THE REQUEST:
Starting at the line that contains "Target: sky" and ending at the last line, give these lines as a JSON list of strings with one string per line, leaving out any blank lines.

==== DATA RECORDS ====

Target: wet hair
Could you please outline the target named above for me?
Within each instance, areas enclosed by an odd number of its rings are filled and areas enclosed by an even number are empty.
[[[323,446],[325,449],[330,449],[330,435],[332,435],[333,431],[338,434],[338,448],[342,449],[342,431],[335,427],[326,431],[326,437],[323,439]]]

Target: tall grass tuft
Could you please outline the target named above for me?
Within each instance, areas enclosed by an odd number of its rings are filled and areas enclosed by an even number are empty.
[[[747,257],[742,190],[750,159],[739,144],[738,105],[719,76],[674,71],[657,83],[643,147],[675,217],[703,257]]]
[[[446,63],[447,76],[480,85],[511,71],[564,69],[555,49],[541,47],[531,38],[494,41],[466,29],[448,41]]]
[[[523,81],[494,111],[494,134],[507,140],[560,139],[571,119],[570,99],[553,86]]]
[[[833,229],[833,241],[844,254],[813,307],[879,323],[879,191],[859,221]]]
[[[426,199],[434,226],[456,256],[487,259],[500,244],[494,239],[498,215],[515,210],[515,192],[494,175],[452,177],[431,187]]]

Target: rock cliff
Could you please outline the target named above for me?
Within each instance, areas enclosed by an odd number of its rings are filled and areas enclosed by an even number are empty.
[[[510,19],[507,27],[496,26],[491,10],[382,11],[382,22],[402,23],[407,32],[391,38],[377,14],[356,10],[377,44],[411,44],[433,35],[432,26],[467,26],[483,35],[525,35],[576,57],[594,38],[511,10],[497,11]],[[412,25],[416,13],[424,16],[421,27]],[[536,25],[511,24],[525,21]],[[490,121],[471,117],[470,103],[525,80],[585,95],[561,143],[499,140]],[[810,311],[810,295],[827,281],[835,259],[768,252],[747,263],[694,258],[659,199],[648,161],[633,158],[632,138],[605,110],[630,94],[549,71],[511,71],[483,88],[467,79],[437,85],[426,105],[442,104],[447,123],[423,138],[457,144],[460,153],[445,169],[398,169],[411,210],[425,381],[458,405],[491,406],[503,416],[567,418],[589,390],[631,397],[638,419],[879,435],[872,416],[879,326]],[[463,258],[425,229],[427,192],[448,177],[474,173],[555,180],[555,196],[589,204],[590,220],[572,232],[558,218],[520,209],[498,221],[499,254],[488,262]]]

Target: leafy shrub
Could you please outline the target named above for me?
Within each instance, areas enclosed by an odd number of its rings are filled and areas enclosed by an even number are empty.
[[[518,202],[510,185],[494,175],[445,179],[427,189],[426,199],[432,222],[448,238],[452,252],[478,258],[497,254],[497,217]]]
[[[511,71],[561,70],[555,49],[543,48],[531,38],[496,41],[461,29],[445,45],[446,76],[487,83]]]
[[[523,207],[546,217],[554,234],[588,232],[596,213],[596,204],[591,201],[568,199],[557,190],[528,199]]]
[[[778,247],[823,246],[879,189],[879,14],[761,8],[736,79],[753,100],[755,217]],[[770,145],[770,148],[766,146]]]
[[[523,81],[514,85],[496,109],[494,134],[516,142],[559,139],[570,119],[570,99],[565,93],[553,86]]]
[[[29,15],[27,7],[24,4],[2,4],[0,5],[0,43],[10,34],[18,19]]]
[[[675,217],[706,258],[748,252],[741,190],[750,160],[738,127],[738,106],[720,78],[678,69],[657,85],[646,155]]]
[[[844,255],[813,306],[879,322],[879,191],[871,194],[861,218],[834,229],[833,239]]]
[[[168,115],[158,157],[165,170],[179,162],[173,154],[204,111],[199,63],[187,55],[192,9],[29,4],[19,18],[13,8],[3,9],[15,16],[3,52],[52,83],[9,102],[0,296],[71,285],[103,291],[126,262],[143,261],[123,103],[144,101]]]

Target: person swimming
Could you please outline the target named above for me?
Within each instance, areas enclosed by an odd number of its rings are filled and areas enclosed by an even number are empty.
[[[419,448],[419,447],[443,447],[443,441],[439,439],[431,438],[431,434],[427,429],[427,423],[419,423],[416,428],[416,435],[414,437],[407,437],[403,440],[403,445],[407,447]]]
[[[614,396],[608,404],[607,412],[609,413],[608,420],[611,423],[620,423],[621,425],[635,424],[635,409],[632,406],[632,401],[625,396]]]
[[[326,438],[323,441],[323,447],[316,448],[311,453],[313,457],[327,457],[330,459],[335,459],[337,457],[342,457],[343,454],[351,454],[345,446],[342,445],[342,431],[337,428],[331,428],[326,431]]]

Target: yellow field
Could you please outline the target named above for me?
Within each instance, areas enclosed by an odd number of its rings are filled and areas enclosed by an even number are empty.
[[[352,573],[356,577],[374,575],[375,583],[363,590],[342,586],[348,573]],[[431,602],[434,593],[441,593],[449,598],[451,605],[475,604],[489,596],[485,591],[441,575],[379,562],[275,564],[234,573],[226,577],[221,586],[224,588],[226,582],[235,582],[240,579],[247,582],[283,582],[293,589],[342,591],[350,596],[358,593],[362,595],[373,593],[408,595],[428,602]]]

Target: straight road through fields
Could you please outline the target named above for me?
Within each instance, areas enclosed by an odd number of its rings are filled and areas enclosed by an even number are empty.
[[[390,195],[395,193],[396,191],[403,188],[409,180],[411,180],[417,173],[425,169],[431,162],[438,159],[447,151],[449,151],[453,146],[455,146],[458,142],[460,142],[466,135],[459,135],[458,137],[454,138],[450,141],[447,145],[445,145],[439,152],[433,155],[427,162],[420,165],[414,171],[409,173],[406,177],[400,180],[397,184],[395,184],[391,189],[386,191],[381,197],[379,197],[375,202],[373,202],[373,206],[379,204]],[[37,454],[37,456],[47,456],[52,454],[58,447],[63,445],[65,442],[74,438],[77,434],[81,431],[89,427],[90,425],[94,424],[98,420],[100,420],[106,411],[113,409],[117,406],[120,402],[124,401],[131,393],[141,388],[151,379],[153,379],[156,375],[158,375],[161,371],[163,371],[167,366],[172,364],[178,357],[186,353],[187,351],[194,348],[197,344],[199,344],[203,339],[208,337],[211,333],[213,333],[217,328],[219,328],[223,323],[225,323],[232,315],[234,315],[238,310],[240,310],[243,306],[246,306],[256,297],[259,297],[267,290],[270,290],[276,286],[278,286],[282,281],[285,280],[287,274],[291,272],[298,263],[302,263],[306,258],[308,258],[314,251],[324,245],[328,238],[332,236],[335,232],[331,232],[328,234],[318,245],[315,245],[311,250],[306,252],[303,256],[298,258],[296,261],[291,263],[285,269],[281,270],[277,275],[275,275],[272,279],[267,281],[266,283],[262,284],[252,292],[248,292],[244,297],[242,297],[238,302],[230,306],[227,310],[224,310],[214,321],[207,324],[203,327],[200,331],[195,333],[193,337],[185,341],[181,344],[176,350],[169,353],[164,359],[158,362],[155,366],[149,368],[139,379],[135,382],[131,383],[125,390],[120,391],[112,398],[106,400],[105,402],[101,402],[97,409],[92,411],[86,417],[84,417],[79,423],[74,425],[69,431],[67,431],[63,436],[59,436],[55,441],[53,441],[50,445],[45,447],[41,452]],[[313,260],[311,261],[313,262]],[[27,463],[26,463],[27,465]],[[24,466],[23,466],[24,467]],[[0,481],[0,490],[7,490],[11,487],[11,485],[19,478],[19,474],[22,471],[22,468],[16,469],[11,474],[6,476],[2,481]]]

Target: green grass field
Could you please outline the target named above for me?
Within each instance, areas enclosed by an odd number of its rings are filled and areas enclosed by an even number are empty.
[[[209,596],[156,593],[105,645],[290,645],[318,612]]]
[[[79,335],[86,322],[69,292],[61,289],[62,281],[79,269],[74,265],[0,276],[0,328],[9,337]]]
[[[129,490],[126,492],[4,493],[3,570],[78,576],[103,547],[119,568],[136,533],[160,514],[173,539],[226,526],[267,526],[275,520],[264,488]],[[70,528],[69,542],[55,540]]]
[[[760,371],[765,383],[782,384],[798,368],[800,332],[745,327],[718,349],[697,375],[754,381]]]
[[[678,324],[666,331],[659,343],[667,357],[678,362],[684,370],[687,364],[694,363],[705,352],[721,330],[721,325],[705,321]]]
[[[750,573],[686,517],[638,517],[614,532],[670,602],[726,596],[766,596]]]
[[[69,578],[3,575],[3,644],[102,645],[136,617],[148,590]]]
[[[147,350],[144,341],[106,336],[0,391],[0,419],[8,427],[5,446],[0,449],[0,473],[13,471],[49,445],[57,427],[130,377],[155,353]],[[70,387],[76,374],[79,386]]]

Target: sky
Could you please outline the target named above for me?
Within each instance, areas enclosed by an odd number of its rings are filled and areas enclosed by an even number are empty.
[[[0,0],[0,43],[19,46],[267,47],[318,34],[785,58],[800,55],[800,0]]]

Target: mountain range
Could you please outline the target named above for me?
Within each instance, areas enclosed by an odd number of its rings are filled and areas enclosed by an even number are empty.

====

RESULT FOR THIS EXERCISE:
[
  "Target: sky",
  "Could you please outline the target named above for me?",
  "Within each instance, areas enclosed by an odd number of its rings are filled and areas enclosed by an even number are empty.",
  "[[[0,0],[0,43],[19,46],[267,47],[318,34],[785,58],[800,55],[800,0]]]",
  "Target: mountain range",
  "Could you please outline the target named above for me?",
  "Within each instance, areas enclosed by an odd number of its rings are filled and areas enclosed by an even number are empty."
]